What is asked -
Scale the items starting with the line that contains "In this exercise you will annotate each instance of the dry" and going on through the end of the items. Write out every one of those lines again, including the wording lines. Multiply each coordinate in the answers by 1.9 and round to a whole number, rounding halves up.

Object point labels
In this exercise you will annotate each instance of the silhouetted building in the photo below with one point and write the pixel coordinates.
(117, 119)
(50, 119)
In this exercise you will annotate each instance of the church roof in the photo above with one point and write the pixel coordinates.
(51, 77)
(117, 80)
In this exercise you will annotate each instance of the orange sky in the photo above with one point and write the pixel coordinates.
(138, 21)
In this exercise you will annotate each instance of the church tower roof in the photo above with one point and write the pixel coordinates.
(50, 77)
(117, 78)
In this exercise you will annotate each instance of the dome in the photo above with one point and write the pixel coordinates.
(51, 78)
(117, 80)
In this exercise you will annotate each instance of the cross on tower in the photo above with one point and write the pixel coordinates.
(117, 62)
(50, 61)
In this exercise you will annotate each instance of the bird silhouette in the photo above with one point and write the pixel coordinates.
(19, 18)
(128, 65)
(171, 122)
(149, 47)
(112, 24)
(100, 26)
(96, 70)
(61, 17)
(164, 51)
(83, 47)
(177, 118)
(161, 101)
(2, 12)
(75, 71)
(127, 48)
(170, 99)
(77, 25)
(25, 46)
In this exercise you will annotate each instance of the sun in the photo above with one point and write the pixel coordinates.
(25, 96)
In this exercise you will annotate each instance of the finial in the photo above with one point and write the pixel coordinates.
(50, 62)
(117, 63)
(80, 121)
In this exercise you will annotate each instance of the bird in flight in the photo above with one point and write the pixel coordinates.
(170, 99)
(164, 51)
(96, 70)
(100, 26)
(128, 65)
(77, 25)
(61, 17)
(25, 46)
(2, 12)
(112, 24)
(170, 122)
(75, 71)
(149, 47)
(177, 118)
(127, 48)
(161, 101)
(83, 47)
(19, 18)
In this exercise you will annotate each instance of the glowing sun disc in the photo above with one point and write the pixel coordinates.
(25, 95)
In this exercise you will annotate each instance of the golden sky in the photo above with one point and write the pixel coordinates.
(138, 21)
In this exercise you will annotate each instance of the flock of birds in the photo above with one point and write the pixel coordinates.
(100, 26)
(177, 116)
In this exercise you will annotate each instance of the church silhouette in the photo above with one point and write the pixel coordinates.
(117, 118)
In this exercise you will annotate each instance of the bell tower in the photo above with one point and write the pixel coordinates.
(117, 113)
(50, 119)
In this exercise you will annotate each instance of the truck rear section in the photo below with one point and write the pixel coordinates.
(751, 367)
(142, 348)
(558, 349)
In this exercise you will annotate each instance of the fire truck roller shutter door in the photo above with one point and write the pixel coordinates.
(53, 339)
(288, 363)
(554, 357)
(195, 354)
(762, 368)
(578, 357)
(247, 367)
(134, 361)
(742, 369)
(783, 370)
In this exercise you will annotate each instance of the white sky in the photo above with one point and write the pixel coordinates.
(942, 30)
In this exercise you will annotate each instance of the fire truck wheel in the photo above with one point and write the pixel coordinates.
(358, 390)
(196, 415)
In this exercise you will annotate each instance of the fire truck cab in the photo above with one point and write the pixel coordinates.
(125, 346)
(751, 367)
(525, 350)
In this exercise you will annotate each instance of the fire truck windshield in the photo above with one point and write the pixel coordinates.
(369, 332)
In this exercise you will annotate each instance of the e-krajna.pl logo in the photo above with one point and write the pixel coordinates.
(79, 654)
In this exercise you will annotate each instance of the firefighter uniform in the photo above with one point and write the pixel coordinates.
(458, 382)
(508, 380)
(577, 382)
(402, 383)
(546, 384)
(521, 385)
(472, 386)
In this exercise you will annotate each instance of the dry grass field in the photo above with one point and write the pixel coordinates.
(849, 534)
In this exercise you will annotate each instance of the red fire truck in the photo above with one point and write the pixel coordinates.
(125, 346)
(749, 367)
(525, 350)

Response to the exercise -
In this exercise you will annotate each instance of the dry grass field in the photo above with one point and write the pixel coordinates.
(1613, 1015)
In this exercise you will annotate each instance of the red fire truck in the photo above with one point and write the pixel coordinates.
(238, 657)
(1423, 697)
(998, 665)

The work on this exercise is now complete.